Task 1
According to the passage on beta-glucans, since what year have beta-glucans been used as a cancer treatment in Japan?
Task 2
Continue the passage on beta-glucans from its final sentence.

Page text

Beta-Glucans Protect Against Infection, Cancer

Seljelid’s early research revealed that a certain type of beta-glucan known as beta-1,3 / 1,6-glucan may be beneficial for the innate immune system, which is your first line defense made up of natural killer (NK) cells, macrophages and white blood cells like neutrophils.

He and colleagues conducted a study on mice, which found that those injected with beta-glucan were not affected by a dangerous bacterial infection, while animals that didn’t receive beta-glucan died. Beta-glucan doesn’t have antibacterial properties, so it was suspected that it may work by making the body’s immune system stronger and more able to fight off the infection.

This led Seljelid to suspect it might be useful in cancer, too, and his early research again yielded impressive results. When mice with cancerous tumors received beta-glucan intravenously, their tumors disappeared.4 “After only six hours, the tumors had begun to collapse in many of the mice given beta-glucan. Fourteen days later, the tumors were gone,” Seljelid told Science Norway.5

In fact, beta-glucans have been used as a cancer treatment in Japan since 1980, and according to a 2007 report in Medicina, beta-glucans can prevent oncogenesis — the process in which healthy cells become cancer cells — by protecting against carcinogens that damage cellular DNA.6

Beta-glucans also help reduce inflammation associated with cancer and fight against metastasis, cancer recurrence and tumor drug resistance.7 Decades later, the Memorial Sloan Kettering Cancer Center in New York is conducting research into the combination of beta-glucans and cancer vaccines to treat children with severe neuroblastoma.

Material supplied

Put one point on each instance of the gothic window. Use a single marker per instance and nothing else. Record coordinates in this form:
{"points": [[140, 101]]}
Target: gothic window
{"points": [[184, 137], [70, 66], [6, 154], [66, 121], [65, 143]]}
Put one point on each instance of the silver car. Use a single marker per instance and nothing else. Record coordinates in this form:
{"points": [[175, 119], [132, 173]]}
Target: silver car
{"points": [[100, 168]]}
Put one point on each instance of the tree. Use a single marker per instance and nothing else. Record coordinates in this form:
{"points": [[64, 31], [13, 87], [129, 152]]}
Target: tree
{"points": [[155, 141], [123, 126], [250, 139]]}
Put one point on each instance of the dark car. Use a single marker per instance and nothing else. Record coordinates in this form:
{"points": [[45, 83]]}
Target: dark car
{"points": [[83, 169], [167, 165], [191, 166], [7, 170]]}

Final answer 1
Since 1980.

Final answer 2
While only 40% to 50% of neuroblastoma patients typically live for five years after conventional treatments, those who received the beta-glucan along with the cancer vaccine had much higher survival rates.

“They have been working for years with a vaccine, which has a limited effect. But with the combination of the vaccine plus beta-glucan, around 90% of children were alive after five years. It is absolutely sensational,” Seljelid said.8

The Memorial Sloan Kettering Cancer Center has even applied for a patent for beta-1,3 / 1,6-glucan for use with cancer and along with vaccines for influenza. In January 2020, a team of Italian researchers further noted that beta-glucans appear to have a promising potential in the control of cancer:9

“A main feature of β-glucans is their capacity to function as biological response modifiers, exerting regulatory effects on inflammation and shaping the effector functions of different innate and adaptive immunity cell populations. The potential to interfere with processes involved in the development or control of cancer makes β-glucans interesting candidates as adjuvants in antitumor therapies as well as in cancer prevention strategies.”